EXERCISE PROMPT: In this exercise, return the whole listing exactly, excluding any images.

SUPPLIED ENTRIES:
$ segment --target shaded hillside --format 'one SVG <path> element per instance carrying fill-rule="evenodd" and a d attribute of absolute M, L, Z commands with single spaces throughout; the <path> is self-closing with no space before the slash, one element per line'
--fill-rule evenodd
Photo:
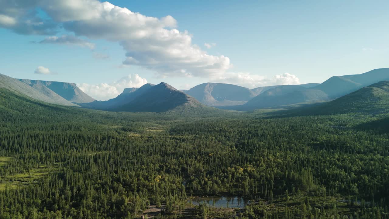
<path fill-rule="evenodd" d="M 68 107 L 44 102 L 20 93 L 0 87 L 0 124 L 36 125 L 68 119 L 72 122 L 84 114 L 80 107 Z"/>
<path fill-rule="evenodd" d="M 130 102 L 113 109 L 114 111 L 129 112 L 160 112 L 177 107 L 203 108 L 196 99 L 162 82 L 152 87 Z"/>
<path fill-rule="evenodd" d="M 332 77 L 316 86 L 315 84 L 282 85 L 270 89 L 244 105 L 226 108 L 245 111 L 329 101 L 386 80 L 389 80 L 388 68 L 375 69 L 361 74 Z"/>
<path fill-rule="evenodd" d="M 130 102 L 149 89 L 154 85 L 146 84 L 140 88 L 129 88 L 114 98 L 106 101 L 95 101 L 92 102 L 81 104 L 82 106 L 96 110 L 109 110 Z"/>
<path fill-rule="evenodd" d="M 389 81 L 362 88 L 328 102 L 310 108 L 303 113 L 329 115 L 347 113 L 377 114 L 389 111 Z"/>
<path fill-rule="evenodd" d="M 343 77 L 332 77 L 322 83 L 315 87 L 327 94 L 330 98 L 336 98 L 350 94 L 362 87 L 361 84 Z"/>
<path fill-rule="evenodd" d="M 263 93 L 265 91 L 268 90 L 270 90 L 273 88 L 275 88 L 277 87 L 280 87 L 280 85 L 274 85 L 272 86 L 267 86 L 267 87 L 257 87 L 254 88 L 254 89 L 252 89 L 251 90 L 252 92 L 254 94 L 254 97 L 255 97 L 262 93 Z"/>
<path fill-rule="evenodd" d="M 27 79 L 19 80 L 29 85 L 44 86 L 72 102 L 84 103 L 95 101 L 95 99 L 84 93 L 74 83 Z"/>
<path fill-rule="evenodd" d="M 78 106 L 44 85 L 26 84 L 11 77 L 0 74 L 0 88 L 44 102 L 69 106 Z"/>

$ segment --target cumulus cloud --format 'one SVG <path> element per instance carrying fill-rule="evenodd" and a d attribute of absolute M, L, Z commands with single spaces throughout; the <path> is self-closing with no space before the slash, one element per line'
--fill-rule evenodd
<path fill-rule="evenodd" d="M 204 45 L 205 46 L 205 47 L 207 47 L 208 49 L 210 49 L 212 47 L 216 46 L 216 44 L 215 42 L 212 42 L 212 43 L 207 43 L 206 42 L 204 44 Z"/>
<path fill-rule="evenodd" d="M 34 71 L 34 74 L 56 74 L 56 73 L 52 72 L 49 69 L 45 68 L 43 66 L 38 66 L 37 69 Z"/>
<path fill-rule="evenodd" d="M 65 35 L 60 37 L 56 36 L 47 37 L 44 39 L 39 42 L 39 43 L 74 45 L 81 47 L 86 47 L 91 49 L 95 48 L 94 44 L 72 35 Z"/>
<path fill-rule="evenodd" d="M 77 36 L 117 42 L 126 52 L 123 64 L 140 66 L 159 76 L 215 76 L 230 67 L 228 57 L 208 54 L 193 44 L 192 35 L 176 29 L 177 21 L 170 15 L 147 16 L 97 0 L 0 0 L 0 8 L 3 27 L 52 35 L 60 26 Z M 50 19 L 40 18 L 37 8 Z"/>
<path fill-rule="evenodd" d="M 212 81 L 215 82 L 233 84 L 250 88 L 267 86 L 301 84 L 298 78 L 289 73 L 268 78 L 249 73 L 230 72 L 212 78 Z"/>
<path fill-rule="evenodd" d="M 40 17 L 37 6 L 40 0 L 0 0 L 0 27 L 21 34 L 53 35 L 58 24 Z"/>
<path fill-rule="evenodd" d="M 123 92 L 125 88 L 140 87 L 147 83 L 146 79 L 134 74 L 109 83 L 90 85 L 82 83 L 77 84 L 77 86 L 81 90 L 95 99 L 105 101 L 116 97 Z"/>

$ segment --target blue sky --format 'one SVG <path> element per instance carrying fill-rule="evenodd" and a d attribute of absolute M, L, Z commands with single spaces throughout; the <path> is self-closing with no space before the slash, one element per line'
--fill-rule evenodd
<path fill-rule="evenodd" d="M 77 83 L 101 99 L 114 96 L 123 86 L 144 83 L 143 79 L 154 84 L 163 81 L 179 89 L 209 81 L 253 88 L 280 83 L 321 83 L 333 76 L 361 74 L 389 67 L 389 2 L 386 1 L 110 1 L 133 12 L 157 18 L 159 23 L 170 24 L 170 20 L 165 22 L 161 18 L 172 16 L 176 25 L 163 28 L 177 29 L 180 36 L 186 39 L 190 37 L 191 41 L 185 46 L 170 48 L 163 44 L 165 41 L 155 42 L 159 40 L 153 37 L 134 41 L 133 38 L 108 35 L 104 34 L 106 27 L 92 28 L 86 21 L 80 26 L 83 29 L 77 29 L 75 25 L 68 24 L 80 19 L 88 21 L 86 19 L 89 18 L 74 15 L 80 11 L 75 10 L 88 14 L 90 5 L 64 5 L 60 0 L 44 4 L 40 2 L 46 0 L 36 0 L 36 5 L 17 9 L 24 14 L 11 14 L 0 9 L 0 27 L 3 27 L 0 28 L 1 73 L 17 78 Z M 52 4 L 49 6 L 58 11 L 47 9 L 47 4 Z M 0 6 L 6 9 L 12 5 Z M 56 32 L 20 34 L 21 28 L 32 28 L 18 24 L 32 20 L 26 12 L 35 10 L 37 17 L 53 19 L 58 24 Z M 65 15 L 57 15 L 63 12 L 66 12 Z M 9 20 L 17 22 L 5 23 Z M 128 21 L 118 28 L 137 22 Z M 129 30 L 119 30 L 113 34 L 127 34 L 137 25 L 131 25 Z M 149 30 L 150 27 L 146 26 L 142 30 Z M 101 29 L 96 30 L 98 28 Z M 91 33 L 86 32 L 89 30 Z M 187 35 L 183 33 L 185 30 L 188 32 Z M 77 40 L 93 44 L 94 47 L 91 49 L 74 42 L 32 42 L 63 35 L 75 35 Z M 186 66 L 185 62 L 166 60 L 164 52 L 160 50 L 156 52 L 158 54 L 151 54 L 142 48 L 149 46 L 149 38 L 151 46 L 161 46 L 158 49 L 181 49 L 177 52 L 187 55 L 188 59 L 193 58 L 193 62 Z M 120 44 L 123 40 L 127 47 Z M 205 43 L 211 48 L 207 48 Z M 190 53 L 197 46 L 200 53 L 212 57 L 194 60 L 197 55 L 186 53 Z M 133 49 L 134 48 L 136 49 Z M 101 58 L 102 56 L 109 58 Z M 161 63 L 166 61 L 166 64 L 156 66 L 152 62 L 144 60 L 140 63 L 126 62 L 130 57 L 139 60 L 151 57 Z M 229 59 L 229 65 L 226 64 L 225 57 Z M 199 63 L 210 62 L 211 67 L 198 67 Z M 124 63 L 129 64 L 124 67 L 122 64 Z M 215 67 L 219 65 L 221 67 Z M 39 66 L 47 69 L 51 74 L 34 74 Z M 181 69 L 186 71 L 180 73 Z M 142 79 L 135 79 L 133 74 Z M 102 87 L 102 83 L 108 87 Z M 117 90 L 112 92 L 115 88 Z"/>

COMPLETE OUTPUT:
$ segment --target shaded hillside --format 'one SVG <path> element per instance carrying fill-rule="evenodd" and a d attribute of absolute M, L, Z commands with single spaces throughout; the <path> is self-closing with no space before the slash, one element per line'
--fill-rule evenodd
Photo:
<path fill-rule="evenodd" d="M 68 107 L 44 102 L 20 93 L 0 87 L 0 124 L 36 125 L 68 119 L 72 122 L 84 114 L 80 107 Z"/>
<path fill-rule="evenodd" d="M 130 102 L 113 109 L 114 111 L 129 112 L 160 112 L 177 107 L 203 108 L 196 99 L 162 82 L 152 87 Z"/>
<path fill-rule="evenodd" d="M 332 77 L 316 86 L 315 84 L 282 85 L 270 89 L 244 105 L 226 108 L 245 111 L 329 101 L 386 80 L 389 80 L 388 68 L 375 69 L 361 74 Z"/>
<path fill-rule="evenodd" d="M 130 102 L 149 89 L 154 85 L 146 84 L 140 88 L 129 88 L 114 98 L 106 101 L 95 101 L 92 102 L 81 104 L 82 106 L 96 110 L 109 110 Z"/>
<path fill-rule="evenodd" d="M 389 81 L 362 88 L 328 102 L 310 108 L 303 113 L 329 115 L 347 113 L 377 114 L 389 111 Z"/>
<path fill-rule="evenodd" d="M 343 77 L 332 77 L 322 83 L 315 87 L 327 94 L 330 98 L 336 98 L 350 94 L 362 87 L 361 84 Z"/>
<path fill-rule="evenodd" d="M 263 93 L 265 91 L 268 90 L 270 90 L 273 88 L 275 88 L 277 87 L 280 87 L 280 85 L 274 85 L 272 86 L 267 86 L 267 87 L 257 87 L 254 88 L 254 89 L 252 89 L 251 90 L 252 92 L 254 94 L 254 97 L 255 97 L 262 93 Z"/>
<path fill-rule="evenodd" d="M 27 79 L 19 80 L 29 85 L 44 86 L 72 102 L 84 103 L 95 101 L 95 99 L 84 93 L 74 83 Z"/>
<path fill-rule="evenodd" d="M 78 106 L 44 85 L 26 84 L 11 77 L 0 74 L 0 88 L 44 102 L 69 106 Z"/>

$ segment --target cumulus cloud --format 'one SVG <path> element per instance carrying fill-rule="evenodd" and a d attribute of absolute M, L, Z commands with single spaces throughout; the <path> is self-closing with no space before the slash, one element per line'
--fill-rule evenodd
<path fill-rule="evenodd" d="M 204 45 L 205 46 L 205 47 L 207 47 L 208 49 L 210 49 L 212 47 L 216 46 L 216 44 L 215 42 L 212 42 L 212 43 L 207 43 L 206 42 L 204 44 Z"/>
<path fill-rule="evenodd" d="M 34 71 L 34 74 L 56 74 L 56 73 L 52 72 L 49 69 L 45 68 L 43 66 L 38 66 L 37 69 Z"/>
<path fill-rule="evenodd" d="M 65 35 L 60 37 L 56 36 L 47 37 L 44 39 L 39 42 L 39 43 L 74 45 L 81 47 L 86 47 L 91 49 L 95 48 L 94 44 L 72 35 Z"/>
<path fill-rule="evenodd" d="M 77 36 L 117 42 L 126 52 L 123 64 L 140 66 L 159 76 L 215 76 L 230 67 L 228 57 L 208 54 L 193 44 L 192 35 L 176 29 L 177 21 L 170 15 L 147 16 L 97 0 L 0 0 L 0 8 L 3 27 L 52 35 L 60 26 Z M 50 19 L 40 18 L 37 8 Z"/>
<path fill-rule="evenodd" d="M 212 81 L 215 82 L 233 84 L 250 88 L 267 86 L 301 84 L 298 78 L 289 73 L 268 78 L 249 73 L 230 72 L 212 78 Z"/>
<path fill-rule="evenodd" d="M 40 17 L 37 6 L 40 0 L 0 0 L 0 27 L 21 34 L 53 35 L 58 24 Z"/>
<path fill-rule="evenodd" d="M 123 92 L 125 88 L 140 87 L 147 83 L 146 79 L 134 74 L 109 83 L 90 85 L 82 83 L 77 84 L 77 86 L 81 90 L 95 99 L 105 101 L 116 97 Z"/>

$ segment --target blue sky --format 'one SVG <path> element per instance carrying fill-rule="evenodd" and a d attribute of absolute M, L, Z commands with single spaces throughout; the <path> is self-closing with no space before the slash, one element per line'
--fill-rule evenodd
<path fill-rule="evenodd" d="M 77 83 L 101 99 L 114 96 L 123 86 L 144 83 L 143 79 L 154 84 L 163 81 L 179 89 L 209 81 L 253 88 L 280 83 L 321 83 L 333 76 L 361 74 L 389 67 L 389 2 L 386 1 L 110 1 L 133 12 L 157 18 L 159 23 L 170 24 L 170 20 L 165 22 L 161 18 L 172 16 L 176 25 L 163 28 L 177 29 L 180 36 L 186 39 L 190 37 L 191 41 L 185 46 L 170 48 L 163 44 L 165 41 L 155 42 L 159 40 L 153 37 L 134 41 L 133 38 L 108 35 L 104 34 L 106 27 L 92 28 L 86 21 L 80 26 L 83 29 L 77 29 L 75 25 L 68 24 L 80 19 L 88 21 L 86 19 L 89 18 L 74 15 L 80 11 L 75 10 L 88 14 L 90 5 L 64 5 L 60 0 L 44 4 L 40 2 L 46 0 L 36 0 L 36 5 L 17 9 L 24 14 L 11 14 L 0 9 L 0 27 L 3 27 L 0 28 L 1 73 L 17 78 Z M 52 4 L 49 6 L 58 11 L 47 9 L 47 4 Z M 0 6 L 6 9 L 12 5 Z M 56 32 L 20 34 L 21 28 L 32 28 L 18 24 L 32 20 L 26 12 L 35 10 L 37 17 L 53 19 L 58 24 Z M 65 15 L 57 15 L 63 12 L 66 12 Z M 9 20 L 17 22 L 5 23 Z M 128 21 L 118 28 L 137 22 Z M 129 30 L 119 30 L 113 34 L 127 34 L 137 25 L 131 25 Z M 149 30 L 150 27 L 146 26 L 142 30 Z M 101 29 L 96 30 L 98 28 Z M 91 33 L 86 32 L 89 30 Z M 187 35 L 183 33 L 185 30 L 188 32 Z M 77 40 L 93 44 L 94 47 L 91 49 L 74 42 L 32 42 L 63 35 L 75 35 Z M 186 66 L 185 62 L 166 60 L 164 52 L 160 50 L 156 52 L 158 54 L 151 54 L 142 48 L 149 46 L 149 38 L 151 46 L 161 46 L 158 49 L 181 49 L 177 52 L 187 55 L 188 59 L 193 58 L 193 62 Z M 120 44 L 123 40 L 127 47 Z M 205 43 L 211 48 L 207 48 Z M 190 53 L 197 46 L 200 53 L 212 57 L 194 60 L 197 55 L 186 53 Z M 133 49 L 134 48 L 136 49 Z M 101 58 L 102 56 L 109 58 Z M 161 63 L 166 61 L 166 64 L 156 66 L 152 62 L 144 60 L 140 63 L 126 62 L 130 57 L 139 60 L 151 57 Z M 229 59 L 229 65 L 226 64 L 225 57 Z M 199 63 L 210 62 L 211 67 L 198 67 Z M 124 63 L 129 64 L 124 67 L 122 64 Z M 215 67 L 219 65 L 221 67 Z M 39 66 L 47 69 L 51 74 L 34 74 Z M 181 69 L 186 71 L 180 73 Z M 142 79 L 135 79 L 133 74 Z M 102 87 L 102 83 L 108 87 Z M 117 90 L 112 92 L 115 88 Z"/>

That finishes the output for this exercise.